- _Page_

◆ ◆ ◆ ◆ ◆ ◆ ◆

Functions
This article covers the language's basic philosophy on functions.
In mathematics, a function is a transformation from input values to output values. In programming, a function can either refer to a pure mathematical function that just transforms values or an algorithm that modifies the program state, or both. A function should have a name that describes what it does or the (result of the) transformation it represents.
Overloading and templates
Many languages support the overloading of function identifiers, so that different argument sets passed to the same function name may refer to different implementations. This feature arose before template programming was invented, to allow implementing the same operation for different types (such as single and double precision floating point versions of the same functions). However, this also allows that different implementations of the same function name perform wildly different tasks, which is problematic when reading code, as it is not always immediately obvious which overload of a function is referred to in a given invocation. In RL, there is no function overloading, as it already supports templated functions. This makes sure that many different argument sets can be supported, but all follow the same generic implementation. While this may be inconvenient to adapt to at first, it will simplify and speed up both the compilation of code, as well as the programmer's ability to read, navigate, and understand code. A simple implementation of a value-swapping function would look like this:
[T: TYPE]
swap(a: T&, b: T&) VOID := STATIC TRY
T::swap(a, b);
ELSE
{
tmp: T := &&b;
b := &&a;
a := &&tmp;
}
To handle different classes of input values, type reflection and polymorphism have to be used. A function should then look as follows:
Number
{
// Native "implements" function for type checking.

◆ ◆ ◆ ◆ ◆ ◆ ◆

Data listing
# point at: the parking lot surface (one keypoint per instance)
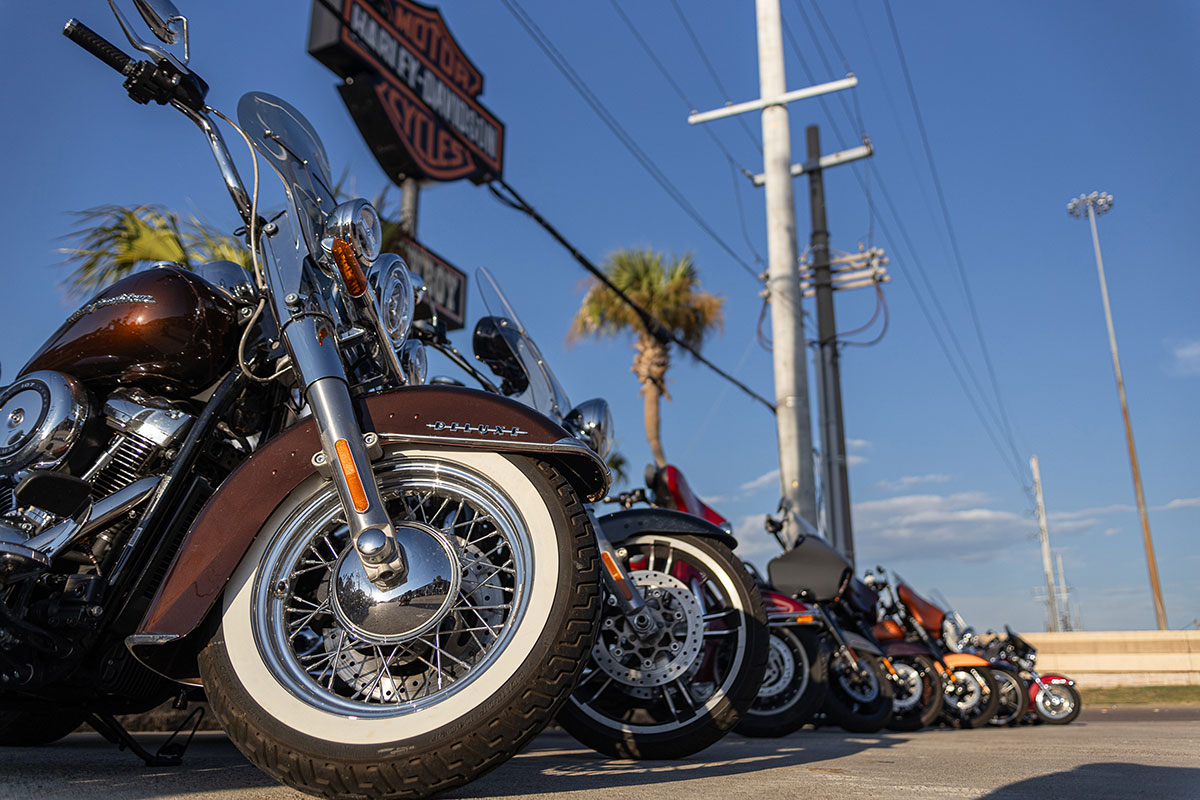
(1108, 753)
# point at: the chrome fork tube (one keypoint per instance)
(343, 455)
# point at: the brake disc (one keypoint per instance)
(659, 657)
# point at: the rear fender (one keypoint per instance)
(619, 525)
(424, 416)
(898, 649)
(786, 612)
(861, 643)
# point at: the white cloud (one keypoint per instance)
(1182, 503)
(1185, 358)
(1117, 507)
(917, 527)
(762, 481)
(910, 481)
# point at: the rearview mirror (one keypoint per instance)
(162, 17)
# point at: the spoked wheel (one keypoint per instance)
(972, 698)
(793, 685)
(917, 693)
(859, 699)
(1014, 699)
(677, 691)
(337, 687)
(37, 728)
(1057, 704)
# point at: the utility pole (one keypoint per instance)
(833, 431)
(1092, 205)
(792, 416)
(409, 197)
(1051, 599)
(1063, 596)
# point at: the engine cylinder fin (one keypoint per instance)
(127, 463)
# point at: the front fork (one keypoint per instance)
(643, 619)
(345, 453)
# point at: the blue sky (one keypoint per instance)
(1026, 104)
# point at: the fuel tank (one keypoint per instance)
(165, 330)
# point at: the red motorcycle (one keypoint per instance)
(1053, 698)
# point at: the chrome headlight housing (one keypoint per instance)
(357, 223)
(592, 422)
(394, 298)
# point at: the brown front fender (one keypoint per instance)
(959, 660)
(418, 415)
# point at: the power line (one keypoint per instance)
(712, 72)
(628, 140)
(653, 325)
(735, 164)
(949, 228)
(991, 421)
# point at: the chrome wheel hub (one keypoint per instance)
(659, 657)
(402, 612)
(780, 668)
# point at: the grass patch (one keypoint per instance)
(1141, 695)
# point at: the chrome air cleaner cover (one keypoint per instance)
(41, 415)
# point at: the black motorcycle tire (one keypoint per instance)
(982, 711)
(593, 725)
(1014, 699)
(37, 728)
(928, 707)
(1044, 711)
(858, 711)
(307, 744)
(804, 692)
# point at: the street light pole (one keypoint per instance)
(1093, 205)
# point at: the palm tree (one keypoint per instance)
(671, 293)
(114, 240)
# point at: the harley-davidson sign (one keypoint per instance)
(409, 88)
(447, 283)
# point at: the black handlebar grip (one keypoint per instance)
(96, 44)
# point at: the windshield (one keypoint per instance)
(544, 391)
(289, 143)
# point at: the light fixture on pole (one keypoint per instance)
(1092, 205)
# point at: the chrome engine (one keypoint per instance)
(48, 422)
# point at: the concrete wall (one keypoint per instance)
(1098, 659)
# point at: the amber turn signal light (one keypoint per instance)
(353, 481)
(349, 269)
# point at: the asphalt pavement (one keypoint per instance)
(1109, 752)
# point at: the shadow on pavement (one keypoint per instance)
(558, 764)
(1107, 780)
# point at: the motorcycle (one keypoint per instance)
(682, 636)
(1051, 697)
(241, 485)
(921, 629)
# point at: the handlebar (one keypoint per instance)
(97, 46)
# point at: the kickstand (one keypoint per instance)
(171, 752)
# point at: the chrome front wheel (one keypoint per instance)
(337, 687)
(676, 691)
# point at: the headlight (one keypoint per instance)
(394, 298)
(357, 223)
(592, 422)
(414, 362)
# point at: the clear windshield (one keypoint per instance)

◆ ◆ ◆ ◆ ◆ ◆ ◆

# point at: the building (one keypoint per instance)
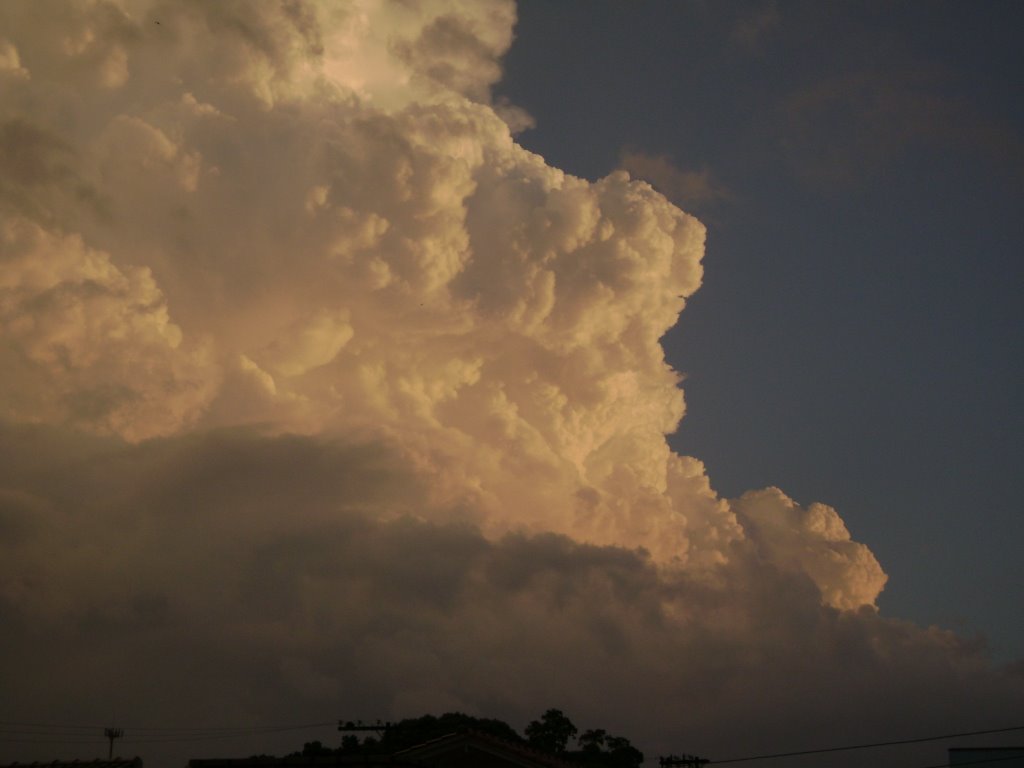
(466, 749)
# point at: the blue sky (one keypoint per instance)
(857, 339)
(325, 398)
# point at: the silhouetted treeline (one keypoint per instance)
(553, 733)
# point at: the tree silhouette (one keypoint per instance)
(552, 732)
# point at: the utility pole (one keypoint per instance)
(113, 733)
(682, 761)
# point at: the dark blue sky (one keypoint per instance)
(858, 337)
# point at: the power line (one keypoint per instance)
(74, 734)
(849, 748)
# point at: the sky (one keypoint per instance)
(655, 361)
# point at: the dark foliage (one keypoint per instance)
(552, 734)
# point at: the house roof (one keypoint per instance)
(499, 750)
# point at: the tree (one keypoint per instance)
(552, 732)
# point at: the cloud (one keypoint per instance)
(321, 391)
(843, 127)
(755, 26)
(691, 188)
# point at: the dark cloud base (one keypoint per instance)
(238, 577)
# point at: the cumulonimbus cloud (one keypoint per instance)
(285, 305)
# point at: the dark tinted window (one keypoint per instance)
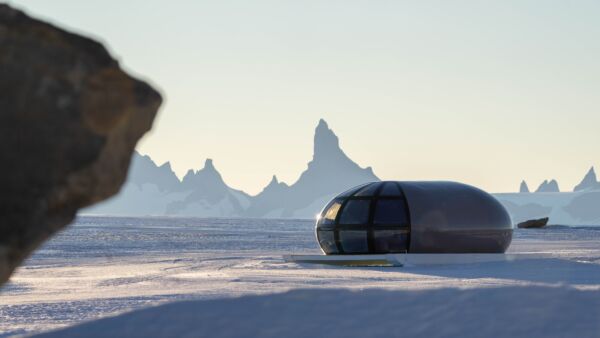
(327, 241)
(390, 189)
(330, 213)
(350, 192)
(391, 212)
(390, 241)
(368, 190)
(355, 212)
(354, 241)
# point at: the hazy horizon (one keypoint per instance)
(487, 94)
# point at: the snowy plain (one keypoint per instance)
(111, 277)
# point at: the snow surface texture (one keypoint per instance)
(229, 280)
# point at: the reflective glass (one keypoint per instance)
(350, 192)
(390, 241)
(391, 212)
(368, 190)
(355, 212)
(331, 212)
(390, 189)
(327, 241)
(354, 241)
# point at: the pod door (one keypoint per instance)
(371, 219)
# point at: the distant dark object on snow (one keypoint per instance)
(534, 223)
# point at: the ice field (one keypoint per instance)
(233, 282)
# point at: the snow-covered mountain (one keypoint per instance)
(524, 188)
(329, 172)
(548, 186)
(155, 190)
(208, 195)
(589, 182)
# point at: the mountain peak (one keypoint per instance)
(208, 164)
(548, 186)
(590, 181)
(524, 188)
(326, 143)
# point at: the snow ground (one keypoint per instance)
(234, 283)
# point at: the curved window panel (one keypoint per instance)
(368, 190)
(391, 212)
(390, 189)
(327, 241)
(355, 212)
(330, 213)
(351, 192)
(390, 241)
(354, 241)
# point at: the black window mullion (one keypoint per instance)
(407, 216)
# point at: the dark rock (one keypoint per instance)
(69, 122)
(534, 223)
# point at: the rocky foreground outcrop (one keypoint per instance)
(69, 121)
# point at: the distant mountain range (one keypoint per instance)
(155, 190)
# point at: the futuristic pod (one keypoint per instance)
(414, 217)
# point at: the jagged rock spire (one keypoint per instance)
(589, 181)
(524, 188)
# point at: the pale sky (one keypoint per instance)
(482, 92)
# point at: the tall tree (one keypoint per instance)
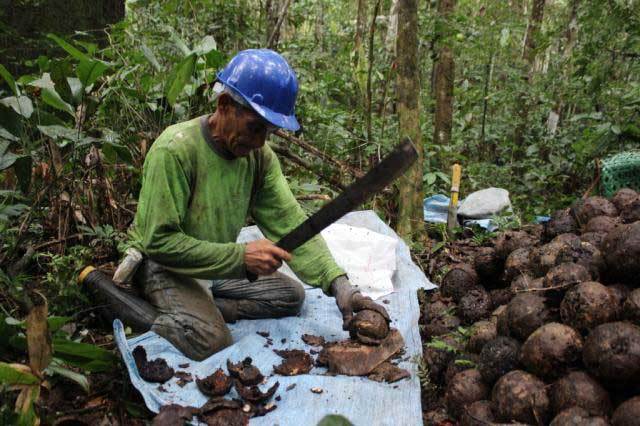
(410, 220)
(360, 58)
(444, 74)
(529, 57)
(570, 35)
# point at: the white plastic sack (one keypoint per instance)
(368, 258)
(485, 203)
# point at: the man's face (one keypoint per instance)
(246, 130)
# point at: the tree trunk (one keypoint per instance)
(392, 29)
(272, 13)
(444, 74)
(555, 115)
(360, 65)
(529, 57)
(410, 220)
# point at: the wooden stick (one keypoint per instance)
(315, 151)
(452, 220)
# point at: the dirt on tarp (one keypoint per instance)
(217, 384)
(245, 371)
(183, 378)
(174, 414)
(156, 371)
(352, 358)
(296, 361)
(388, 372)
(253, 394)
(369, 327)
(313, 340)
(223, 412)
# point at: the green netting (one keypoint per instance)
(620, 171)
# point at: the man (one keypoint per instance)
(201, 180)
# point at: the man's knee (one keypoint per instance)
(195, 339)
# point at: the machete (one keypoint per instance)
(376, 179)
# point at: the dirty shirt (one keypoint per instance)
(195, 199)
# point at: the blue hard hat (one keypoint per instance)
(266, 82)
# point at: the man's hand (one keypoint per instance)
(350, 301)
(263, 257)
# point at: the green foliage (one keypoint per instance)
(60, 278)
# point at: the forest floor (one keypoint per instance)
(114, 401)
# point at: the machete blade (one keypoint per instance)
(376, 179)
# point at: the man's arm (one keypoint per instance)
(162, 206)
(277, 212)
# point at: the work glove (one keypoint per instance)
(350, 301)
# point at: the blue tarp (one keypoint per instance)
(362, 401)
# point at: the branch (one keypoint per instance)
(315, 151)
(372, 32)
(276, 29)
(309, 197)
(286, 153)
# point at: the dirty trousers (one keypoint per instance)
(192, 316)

◆ ◆ ◆ ◆ ◆ ◆ ◆

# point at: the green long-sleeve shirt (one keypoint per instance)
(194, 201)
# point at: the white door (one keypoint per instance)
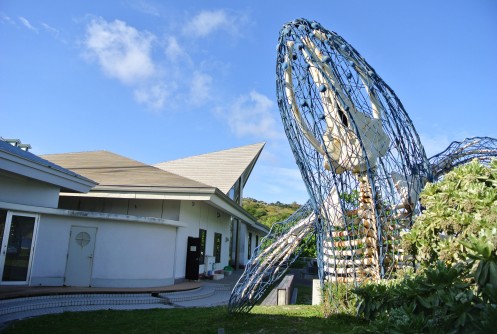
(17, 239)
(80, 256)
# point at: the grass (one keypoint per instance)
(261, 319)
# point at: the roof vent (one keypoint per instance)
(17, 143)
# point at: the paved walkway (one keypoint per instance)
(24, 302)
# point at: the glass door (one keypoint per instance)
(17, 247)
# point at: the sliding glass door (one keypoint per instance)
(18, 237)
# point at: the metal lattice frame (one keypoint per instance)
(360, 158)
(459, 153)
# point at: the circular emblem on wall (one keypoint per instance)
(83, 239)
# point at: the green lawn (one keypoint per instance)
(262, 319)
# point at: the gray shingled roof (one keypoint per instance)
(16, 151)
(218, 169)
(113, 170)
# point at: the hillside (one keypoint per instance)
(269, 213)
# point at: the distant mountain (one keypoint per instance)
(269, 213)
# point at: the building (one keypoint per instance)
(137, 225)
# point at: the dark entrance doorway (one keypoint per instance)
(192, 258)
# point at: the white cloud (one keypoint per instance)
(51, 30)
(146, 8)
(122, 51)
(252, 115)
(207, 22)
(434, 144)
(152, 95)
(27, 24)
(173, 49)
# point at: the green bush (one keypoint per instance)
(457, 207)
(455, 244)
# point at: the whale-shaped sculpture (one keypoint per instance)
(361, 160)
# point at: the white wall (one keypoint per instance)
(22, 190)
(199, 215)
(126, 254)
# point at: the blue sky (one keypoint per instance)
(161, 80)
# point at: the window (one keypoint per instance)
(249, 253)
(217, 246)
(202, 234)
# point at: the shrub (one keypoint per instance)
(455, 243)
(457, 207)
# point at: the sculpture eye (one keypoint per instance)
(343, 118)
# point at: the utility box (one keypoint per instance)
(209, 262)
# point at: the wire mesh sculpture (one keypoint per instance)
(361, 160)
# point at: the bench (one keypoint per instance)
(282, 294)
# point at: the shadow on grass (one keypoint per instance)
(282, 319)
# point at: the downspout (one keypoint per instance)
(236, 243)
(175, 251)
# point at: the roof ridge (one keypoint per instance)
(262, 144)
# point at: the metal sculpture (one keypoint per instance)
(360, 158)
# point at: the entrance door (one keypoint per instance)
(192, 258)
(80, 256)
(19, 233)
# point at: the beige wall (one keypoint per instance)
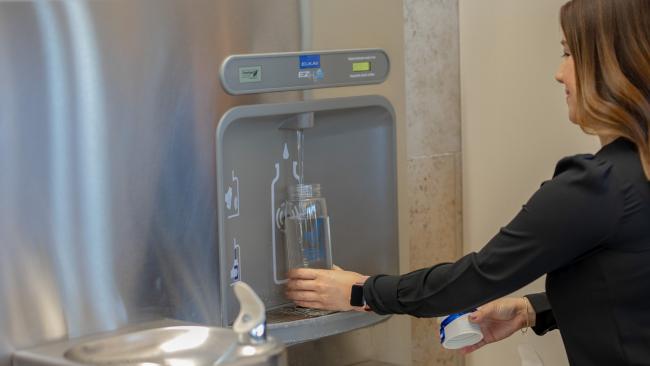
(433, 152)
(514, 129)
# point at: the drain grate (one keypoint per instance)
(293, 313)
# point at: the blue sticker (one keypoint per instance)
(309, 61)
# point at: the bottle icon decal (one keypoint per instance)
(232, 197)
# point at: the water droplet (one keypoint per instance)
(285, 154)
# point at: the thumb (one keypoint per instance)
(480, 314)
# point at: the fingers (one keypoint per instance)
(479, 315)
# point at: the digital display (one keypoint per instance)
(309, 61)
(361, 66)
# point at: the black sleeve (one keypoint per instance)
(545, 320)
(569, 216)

◆ ◆ ◆ ◆ ◆ ◆ ◆

- _Requests_
1/ Render the rows as a numbered list, starting at the line that contains "# point at: the chrome front" and stopping after the line that contains "# point at: the clear". Leave out any blank lines.
2/ Finish out the next part of the page on functions, picking up right after its last line.

- _Answers to the tasks_
1/
1. # point at: the chrome front wheel (one keypoint per instance)
2. (337, 687)
3. (676, 691)
4. # point at: the headlight (one keypoint per instance)
5. (394, 298)
6. (357, 223)
7. (592, 422)
8. (414, 362)
9. # point at: the clear windshield (one keypoint per instance)

2/
-> := TYPE SWITCH TYPE(THIS)
{
U1, U2, U4, U8,
S1, S2, S4, S8,
SINGLE, DOUBLE:
= TRUE;
DEFAULT:
= FALSE;
}
}
// Manually mark BigInt as Number.
BigInt -> Number { (/ ... /) }
[T: TYPE(Number)]
sqr(x: T #&) T := STATIC TRY
= x.sqr();
ELSE
= x * x;
In this example, we identify whether a type is a number in a way that handles different kinds of types separately.
Native types are handled explicitly, and class types must derive from the Number
class.
This predicate is then used at the bottom to limit the scope of sqr()
to numbers only.
By enforcing the single implementation paradigm, RL forces clean abstractions to be used and makes calling code more readable.
Although this generates some overhead when creating a new category of values, it makes the code more maintainable overall.
Abstractions can also be omitted at the cost of maintainability, which is only recommended for rapid prototyping or very small codebases.
Single implementations of functions also have the great advantage of allowing readable error messages:
sqr(FALSE)
would raise the error FALSE is not a Number
(or something along those lines), as Number
is the type constraint of the function's template argument.
In other languages, a much less clear error message would be generated.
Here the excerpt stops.